§ **Set problem**
Render the items below as a JSON list of strings, one string per line, leaving out any blank lines.
++++ Available data ++++
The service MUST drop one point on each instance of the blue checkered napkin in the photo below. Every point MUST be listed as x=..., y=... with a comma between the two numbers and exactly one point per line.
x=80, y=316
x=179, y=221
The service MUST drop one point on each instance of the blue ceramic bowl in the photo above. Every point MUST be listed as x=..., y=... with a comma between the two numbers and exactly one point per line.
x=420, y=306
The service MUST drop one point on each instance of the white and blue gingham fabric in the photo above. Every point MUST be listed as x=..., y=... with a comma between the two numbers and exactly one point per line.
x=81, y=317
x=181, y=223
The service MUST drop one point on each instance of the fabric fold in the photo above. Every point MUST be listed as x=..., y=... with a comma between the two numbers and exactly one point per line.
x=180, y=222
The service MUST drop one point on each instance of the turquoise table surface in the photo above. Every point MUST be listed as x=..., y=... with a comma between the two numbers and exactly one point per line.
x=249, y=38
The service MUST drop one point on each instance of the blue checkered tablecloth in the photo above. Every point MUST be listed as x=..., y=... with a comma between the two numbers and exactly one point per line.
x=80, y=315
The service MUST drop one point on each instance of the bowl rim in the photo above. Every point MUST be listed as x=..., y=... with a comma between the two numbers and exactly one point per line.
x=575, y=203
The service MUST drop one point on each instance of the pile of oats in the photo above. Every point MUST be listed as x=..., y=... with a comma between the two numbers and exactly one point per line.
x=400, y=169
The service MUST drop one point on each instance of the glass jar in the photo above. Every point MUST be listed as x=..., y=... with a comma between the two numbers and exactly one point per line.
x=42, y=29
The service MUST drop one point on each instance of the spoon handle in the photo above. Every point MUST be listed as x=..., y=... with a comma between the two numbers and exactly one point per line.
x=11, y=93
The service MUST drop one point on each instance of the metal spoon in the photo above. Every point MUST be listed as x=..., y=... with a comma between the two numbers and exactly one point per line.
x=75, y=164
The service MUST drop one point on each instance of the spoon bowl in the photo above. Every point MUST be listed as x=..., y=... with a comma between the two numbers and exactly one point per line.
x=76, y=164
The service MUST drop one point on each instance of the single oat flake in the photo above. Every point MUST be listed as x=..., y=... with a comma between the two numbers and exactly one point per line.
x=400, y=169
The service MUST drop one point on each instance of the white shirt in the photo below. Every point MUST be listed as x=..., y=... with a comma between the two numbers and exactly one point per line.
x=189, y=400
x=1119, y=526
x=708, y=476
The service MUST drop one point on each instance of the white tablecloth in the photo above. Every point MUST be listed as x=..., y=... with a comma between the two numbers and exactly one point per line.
++++
§ **Result below**
[
  "The service MUST drop one point on each instance of the blue checkered napkin in the photo below. Every point MUST be listed as x=..., y=... with a comma between the two numbers and exactly one point per line.",
  "x=80, y=316",
  "x=179, y=221",
  "The service MUST drop one point on each instance of the blue ceramic bowl in the photo above. Every point MUST be listed as x=..., y=... with a comma between the two numbers and exactly one point per line.",
  "x=420, y=306",
  "The service MUST drop one point on each instance of the white and blue gingham fabric in the photo above. Every point MUST be listed as x=..., y=... with a comma between the two numbers and exactly one point per line.",
  "x=81, y=317",
  "x=181, y=223",
  "The service MUST drop one point on each instance of the fabric fold in the photo above. Every point MUST be listed as x=..., y=... with a comma between the two numbers and exactly one point per line.",
  "x=180, y=222",
  "The service MUST drop one point on each instance of the turquoise table surface in the photo above. Every point MUST be listed as x=..., y=... with a comma between the two numbers and exactly one point per line.",
  "x=249, y=38",
  "The service MUST drop one point on each instance of the blue checkered tablecloth in the photo above. Every point MUST be listed as x=..., y=... with a comma between the two numbers and exactly one point per line.",
  "x=80, y=315",
  "The service MUST drop one point on each instance of the bowl rim in the photo above. Every point MUST be listed as x=..., y=... with a comma between the two numbers and exactly one point per line.",
  "x=575, y=203",
  "The service MUST drop one point on each instance of the pile of oats in the photo above. Every point MUST be listed as x=..., y=... with a comma between the two numbers and exactly one point per line.",
  "x=400, y=169",
  "The service MUST drop one point on each instance of the glass jar in the photo above. Every point MUST be listed as x=..., y=... with a comma between the two numbers and exactly one point per line.",
  "x=42, y=29",
  "The service MUST drop one point on each instance of the spoon handle in the photo above. Every point MUST be listed as x=..., y=... with a comma between the two numbers and exactly one point per line.",
  "x=11, y=93",
  "The service MUST drop one point on each instance of the metal spoon in the photo above. Every point MUST be listed as x=..., y=... with a comma between the two numbers and exactly one point per line.",
  "x=75, y=164",
  "The service MUST drop one point on each instance of the spoon bowl in the photo above. Every point MUST be listed as x=..., y=... with a comma between the two numbers and exactly one point per line.",
  "x=76, y=164",
  "The service MUST drop one point on each instance of the single oat flake in the photo above. Every point MUST be listed as x=..., y=... with a comma between the two numbers and exactly one point per line.",
  "x=400, y=169",
  "The service MUST drop one point on each instance of the white shirt in the photo below. Every point MUST be listed as x=..., y=... with a comma between the two numbers and exactly one point per line.",
  "x=189, y=400",
  "x=1119, y=526",
  "x=708, y=476",
  "The service MUST drop one point on each instance of the white tablecloth in the photo above. Every point MUST be listed as x=..., y=... with a comma between the two numbers and exactly one point per line."
]